[[ Records for the exercise, beginning ]]
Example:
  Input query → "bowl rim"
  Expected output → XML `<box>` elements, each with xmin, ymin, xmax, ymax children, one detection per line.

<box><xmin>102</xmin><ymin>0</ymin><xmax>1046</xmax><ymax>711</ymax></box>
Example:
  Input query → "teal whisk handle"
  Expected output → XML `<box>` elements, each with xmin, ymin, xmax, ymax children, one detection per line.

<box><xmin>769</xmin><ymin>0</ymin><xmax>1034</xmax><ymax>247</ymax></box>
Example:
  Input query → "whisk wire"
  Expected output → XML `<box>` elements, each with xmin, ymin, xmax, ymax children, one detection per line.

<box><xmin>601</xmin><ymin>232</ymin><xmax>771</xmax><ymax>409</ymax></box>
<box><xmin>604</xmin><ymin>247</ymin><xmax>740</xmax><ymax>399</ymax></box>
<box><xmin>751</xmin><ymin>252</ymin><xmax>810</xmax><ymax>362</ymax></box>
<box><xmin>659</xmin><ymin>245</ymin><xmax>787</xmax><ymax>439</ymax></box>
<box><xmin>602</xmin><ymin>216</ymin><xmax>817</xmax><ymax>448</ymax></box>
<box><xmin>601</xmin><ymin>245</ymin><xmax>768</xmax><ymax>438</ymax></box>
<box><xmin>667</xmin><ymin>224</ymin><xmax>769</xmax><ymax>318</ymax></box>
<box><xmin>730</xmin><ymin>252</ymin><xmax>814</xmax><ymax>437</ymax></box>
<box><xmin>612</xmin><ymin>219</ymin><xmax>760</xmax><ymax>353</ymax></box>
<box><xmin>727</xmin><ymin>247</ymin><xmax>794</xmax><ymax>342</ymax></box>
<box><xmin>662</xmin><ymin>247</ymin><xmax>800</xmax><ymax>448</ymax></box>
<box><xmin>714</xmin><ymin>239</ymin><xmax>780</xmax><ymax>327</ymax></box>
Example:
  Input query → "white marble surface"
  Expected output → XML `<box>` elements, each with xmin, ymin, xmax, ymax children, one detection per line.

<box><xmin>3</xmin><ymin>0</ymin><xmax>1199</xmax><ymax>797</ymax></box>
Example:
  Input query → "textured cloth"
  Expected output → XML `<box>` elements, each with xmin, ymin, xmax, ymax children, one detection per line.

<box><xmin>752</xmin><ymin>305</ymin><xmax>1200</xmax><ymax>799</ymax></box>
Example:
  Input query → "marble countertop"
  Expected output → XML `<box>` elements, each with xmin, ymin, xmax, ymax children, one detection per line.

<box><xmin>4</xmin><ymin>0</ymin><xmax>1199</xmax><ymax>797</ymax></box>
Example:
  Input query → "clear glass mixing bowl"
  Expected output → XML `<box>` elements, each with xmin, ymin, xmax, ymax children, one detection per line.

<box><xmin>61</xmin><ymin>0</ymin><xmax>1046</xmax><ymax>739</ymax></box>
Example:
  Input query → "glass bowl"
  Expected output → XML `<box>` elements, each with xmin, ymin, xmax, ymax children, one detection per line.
[[ Records for the exercise, end ]]
Work required: Return every line holding the word "glass" from the records.

Written reply:
  Input query → "clear glass mixing bowl"
  Input query → "glass bowl"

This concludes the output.